What you are asked to do – Transcribe the data verbatim and drop its images.

──────── Dataset entries

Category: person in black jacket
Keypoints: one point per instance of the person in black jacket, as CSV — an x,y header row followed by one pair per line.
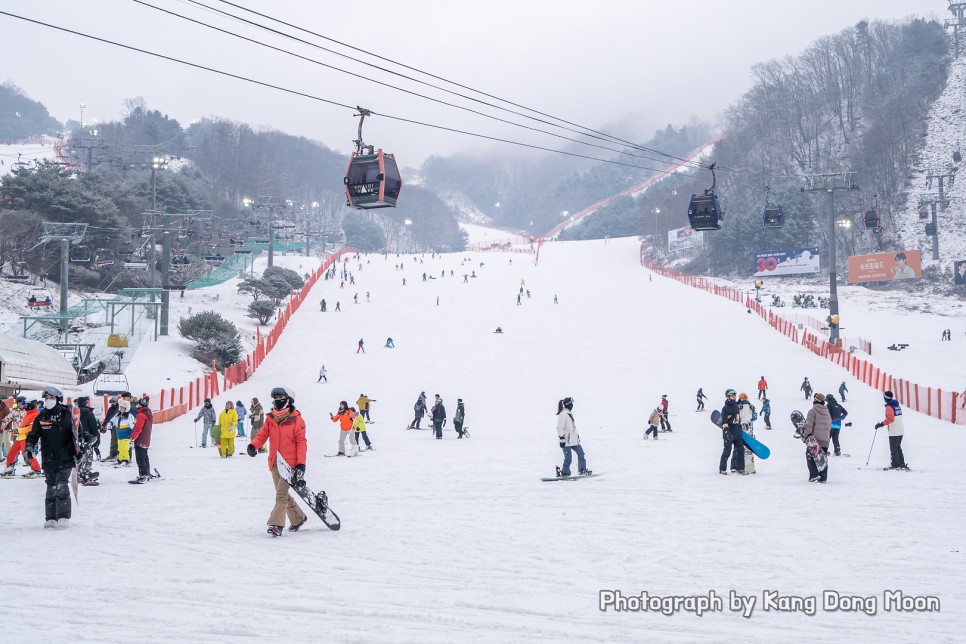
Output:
x,y
439,417
838,414
58,453
731,434
90,437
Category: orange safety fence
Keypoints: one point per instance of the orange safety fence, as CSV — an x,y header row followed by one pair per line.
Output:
x,y
945,405
172,402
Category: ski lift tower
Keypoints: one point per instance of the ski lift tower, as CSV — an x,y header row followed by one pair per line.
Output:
x,y
66,234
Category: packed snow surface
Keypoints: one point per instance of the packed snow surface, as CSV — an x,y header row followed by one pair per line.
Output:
x,y
458,540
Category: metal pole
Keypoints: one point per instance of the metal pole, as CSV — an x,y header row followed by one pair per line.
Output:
x,y
833,299
165,285
64,261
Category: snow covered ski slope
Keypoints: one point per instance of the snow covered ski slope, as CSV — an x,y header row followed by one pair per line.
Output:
x,y
458,540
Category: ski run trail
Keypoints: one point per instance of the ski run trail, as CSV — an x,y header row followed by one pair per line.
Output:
x,y
459,541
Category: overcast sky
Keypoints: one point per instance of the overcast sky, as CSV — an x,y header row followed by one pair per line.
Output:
x,y
593,63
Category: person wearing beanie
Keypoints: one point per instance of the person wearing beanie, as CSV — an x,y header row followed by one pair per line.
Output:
x,y
818,423
897,429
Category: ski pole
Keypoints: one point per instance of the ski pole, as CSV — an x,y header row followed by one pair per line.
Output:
x,y
870,447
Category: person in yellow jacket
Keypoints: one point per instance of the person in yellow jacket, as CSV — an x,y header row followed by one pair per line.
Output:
x,y
228,426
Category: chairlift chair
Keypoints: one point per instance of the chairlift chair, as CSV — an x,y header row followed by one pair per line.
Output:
x,y
372,178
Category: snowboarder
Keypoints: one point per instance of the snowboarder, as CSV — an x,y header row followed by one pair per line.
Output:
x,y
458,417
439,417
141,435
701,399
818,423
897,429
53,428
242,412
345,418
652,422
731,434
837,413
420,409
569,438
207,415
284,430
227,429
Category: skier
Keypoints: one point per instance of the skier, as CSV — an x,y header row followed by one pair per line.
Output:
x,y
766,412
747,415
896,430
701,399
241,412
458,417
89,434
665,423
731,434
207,415
420,409
227,429
439,417
345,418
818,423
652,422
569,438
284,431
837,413
359,424
142,439
54,429
20,443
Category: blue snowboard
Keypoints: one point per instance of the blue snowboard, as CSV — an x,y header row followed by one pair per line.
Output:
x,y
756,446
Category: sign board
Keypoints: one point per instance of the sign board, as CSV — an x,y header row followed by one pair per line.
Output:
x,y
791,261
902,265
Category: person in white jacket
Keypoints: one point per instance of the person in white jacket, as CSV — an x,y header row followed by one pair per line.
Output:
x,y
569,439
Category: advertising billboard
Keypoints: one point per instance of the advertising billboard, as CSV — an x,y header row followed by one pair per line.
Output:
x,y
902,265
681,238
791,261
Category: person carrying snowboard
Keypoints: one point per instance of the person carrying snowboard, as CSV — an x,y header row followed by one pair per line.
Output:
x,y
807,388
569,439
701,399
838,413
420,409
458,417
439,417
53,428
207,415
731,435
897,429
284,431
818,423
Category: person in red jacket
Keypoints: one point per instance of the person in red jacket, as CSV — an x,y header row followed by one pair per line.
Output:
x,y
141,437
284,430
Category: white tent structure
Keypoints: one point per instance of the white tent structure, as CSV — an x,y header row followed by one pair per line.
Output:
x,y
28,364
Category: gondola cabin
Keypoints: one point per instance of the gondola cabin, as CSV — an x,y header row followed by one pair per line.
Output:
x,y
703,212
372,181
871,219
773,217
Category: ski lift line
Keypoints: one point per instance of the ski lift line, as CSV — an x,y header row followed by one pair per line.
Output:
x,y
413,93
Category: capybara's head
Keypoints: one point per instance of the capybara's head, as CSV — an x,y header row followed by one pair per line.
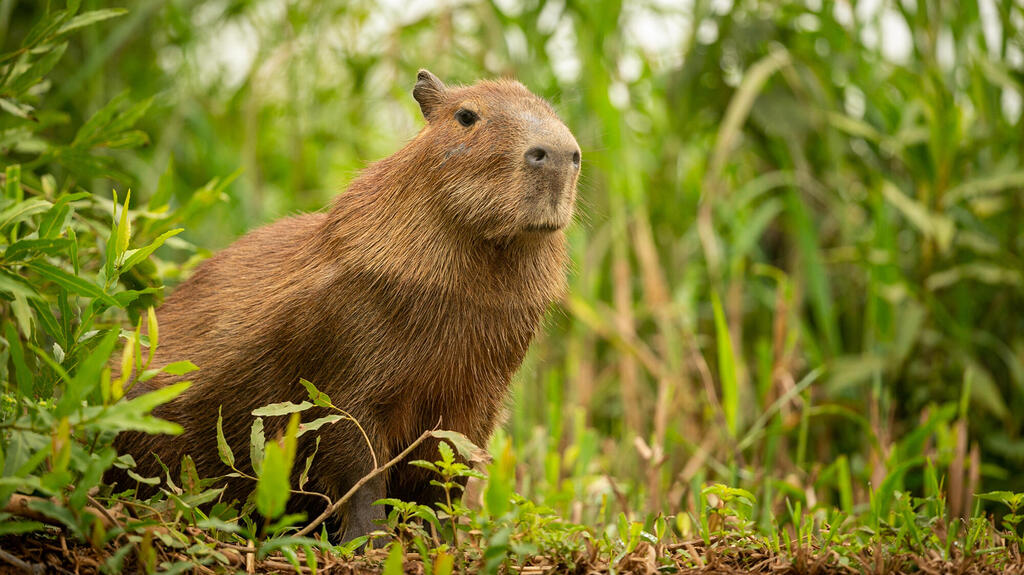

────────────────

Exercise response –
Category: person in black jacket
Keypoints: one point per instance of the person in black jacket, as CSV — an x,y header row followed by one pair per line.
Output:
x,y
439,417
838,414
58,453
731,434
90,437
Category: orange safety fence
Keypoints: one point per instance of the orange safety fence, as CSV — an x,y header row followed by one pair per line.
Output:
x,y
945,405
172,402
Category: ski lift tower
Keypoints: one point per instance of the ski lift tower, as CSV — an x,y header row followed by one pair per line.
Output:
x,y
66,234
Category: packed snow surface
Keypoints: one point per instance of the packed snow surface, as CSV — an x,y header row followed by one pair per line.
Output:
x,y
458,540
Category: metal pole
Keypoints: one point per instance of the metal pole, as CSV — an x,y header row followed by one pair per line.
Output:
x,y
833,299
165,285
64,261
Category: snow covered ski slope
Keypoints: one point per instance of the snow covered ski slope, as CSV — an x,y header row followed by one pair per line.
Output:
x,y
458,540
Category: ski run trail
Keypoints: one point per instance of the ski run trail, as CSV — an x,y header row followed by one pair per line.
Output:
x,y
459,541
Category: overcast sky
Keypoints: one point per instance of the overcast sky, as CSV — an x,y header row followed by one pair per line.
Output:
x,y
593,63
Category: person wearing beanie
Keypoints: one point per instance of the person wearing beanie, as CSV — an x,y header row followed by one pair per line.
Output:
x,y
818,423
897,429
Category: ski pole
Keypoints: one point per instance of the ski pole, as CSV — an x,y header row followed by one pair per line.
Output:
x,y
870,447
Category: person in yellow jacket
Keypoints: one point per instance of the person in yellow jacket, as CSV — an x,y header row followed by one pair per line.
Output:
x,y
228,426
Category: chairlift chair
Keypoints: one point per instance of the chairlift chair, as CSV — an x,y header row followed by one pair per line.
Output:
x,y
372,178
Category: snowboarder
Keypoints: one point per instance of the snowboarder, as CSV — an x,y header row followed by one pair per line.
Output:
x,y
458,417
439,417
141,435
701,399
818,423
897,429
53,428
242,412
345,418
652,422
731,434
837,413
420,409
569,438
207,415
284,430
227,429
Category: skier
Keypoints: one point per instance of the skier, as CSV — an x,y header row followed by one pair per line.
Output:
x,y
766,412
747,415
896,430
701,399
241,412
458,417
89,434
665,423
731,434
207,415
420,409
227,429
439,417
345,418
818,423
652,422
569,438
284,431
837,413
359,424
142,439
54,429
20,443
Category: blue snowboard
Keypoints: one point per instance of the blue snowboard, as CSV — an x,y header row followed by one pair per line.
Output:
x,y
756,446
Category: sign board
Keypoints: one point per instance of the sign board, as CSV — an x,y header row followed by one pair per line.
Output:
x,y
791,261
902,265
Category: person in white jacket
Keypoints: one point per instance of the person in white jacket, as CSV — an x,y header row followed by one pair per line.
Output:
x,y
569,439
Category: advertising billboard
Keypoints: one point per instance of the advertising billboard, as CSV — an x,y header row followed by one pair per line.
Output:
x,y
902,265
681,238
791,261
Category: person carrying snowboard
Keypoints: one point per instance of the person carrying snowboard, as CSV — an x,y header row followed by one pair per line.
Output:
x,y
807,388
569,439
701,399
838,413
420,409
458,417
439,417
53,428
207,415
731,435
897,429
284,431
818,423
Category: person in red jacket
Keypoints: one point per instance of the person in red jacket, as CSV — an x,y header row followed by one pair per line.
Output:
x,y
141,437
284,430
Category: white tent structure
Keypoints: one point per instance of the white tent structure, as CSV — an x,y header row followed by one pair per line.
Output:
x,y
28,364
Category: gondola cabin
Keypoints: one point per instance of the gondola cabin, as CSV — an x,y header row followed by one pair per line.
Output:
x,y
703,212
372,181
871,219
773,217
Category: ski lift line
Keypoints: one point per instance of the ski lift line, as CSV — an x,y header row followed by one pair per line.
Output:
x,y
413,93
Category: capybara's head
Keypoints: one point per instance of the capybara's head, as CSV — an x,y header row followed by one pair per line.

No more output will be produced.